▶ **Material for the task**:
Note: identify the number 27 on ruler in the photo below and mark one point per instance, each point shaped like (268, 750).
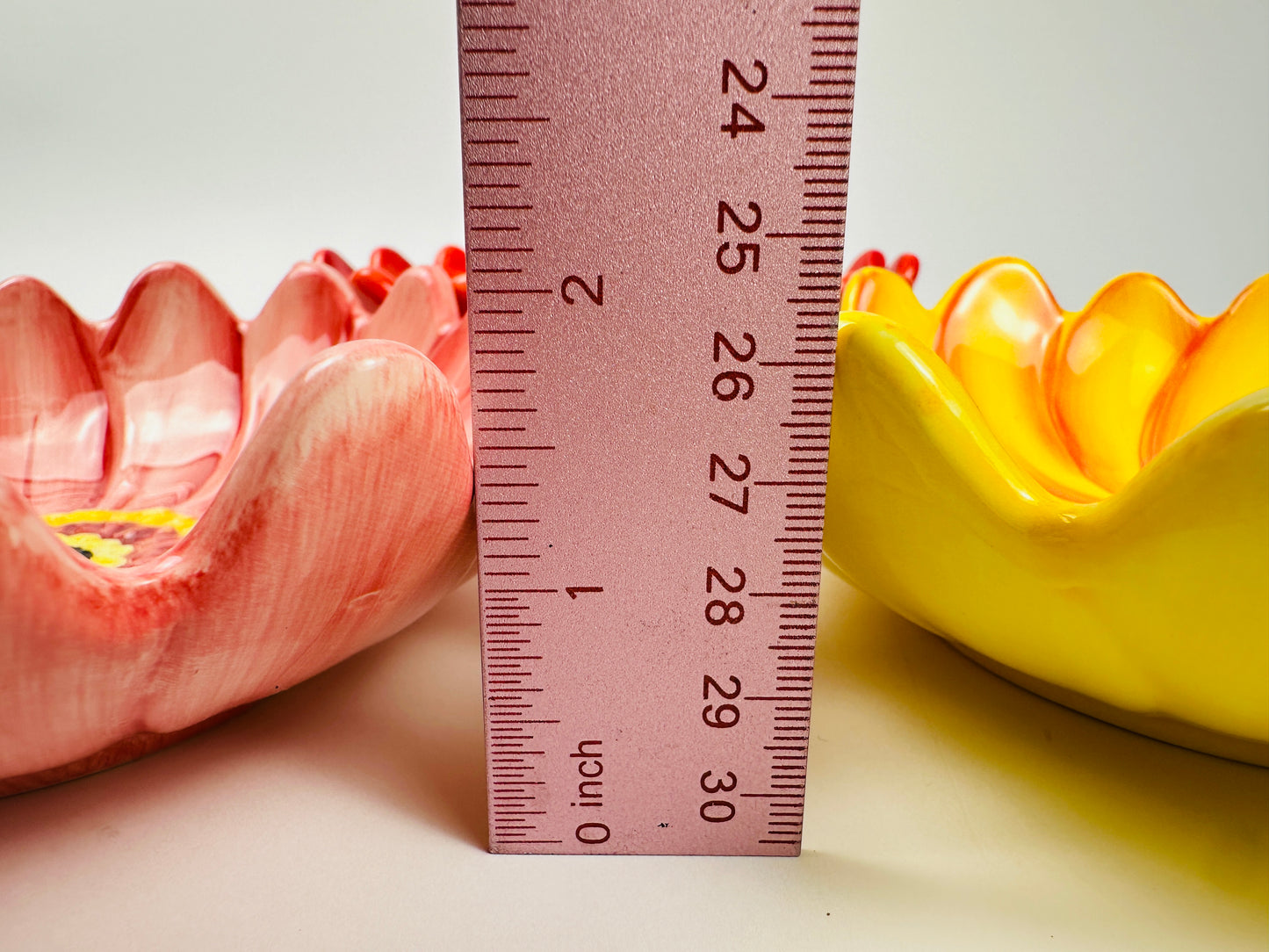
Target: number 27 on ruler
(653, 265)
* * *
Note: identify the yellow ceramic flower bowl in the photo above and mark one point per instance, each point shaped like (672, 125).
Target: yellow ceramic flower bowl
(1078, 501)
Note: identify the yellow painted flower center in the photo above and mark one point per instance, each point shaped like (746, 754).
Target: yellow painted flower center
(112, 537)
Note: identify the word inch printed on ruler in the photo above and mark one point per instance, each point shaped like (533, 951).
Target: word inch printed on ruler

▶ **Description of the task**: Please rewrite the listing starting with the line with "Note: identify the word" and going on through the line with "Target: word inch printed on ruler", replacing "printed on ruler" with "printed on the ruler" and keeping everything else unchanged. Give only those lines.

▶ **Complete output**:
Note: identify the word inch printed on the ruler in the photo above and mark one point per instance, each point shaped like (533, 951).
Target: word inch printed on the ruler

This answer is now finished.